▶ [EXERCISE REQUIREMENTS]:
Express the lines of the items below as a numbered list, one line per number, and omit any blank lines.
==== DATA SUPPLIED
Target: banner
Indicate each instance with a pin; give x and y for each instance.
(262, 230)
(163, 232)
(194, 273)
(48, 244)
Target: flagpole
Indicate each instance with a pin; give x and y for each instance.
========
▶ [ANSWER FOR THE TASK]:
1. Target: banner
2. Indicate each instance with a pin; give x and y for each instance.
3. (262, 230)
4. (163, 232)
5. (194, 273)
6. (48, 244)
7. Target: flagpole
8. Indicate each instance with a pin; give x and y for each instance.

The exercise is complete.